### ACTION ITEM
Select from the records below every line that has the word "instance" in it.

### STUDY MATERIAL
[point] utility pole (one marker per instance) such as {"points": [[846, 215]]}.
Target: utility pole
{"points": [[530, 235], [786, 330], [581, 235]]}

* * *

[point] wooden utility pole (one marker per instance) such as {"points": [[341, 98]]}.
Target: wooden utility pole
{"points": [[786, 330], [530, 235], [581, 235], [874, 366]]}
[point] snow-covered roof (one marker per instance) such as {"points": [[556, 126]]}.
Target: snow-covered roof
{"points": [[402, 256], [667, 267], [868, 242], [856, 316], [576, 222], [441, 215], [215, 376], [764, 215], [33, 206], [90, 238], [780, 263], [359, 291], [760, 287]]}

### RESULT OF THIS TASK
[point] utility pole (one marker per instance) such as {"points": [[846, 215]]}.
[point] wooden utility pole (one marker per instance) such as {"points": [[341, 98]]}.
[point] snow-covered roof (one marker per instance) such as {"points": [[556, 126]]}.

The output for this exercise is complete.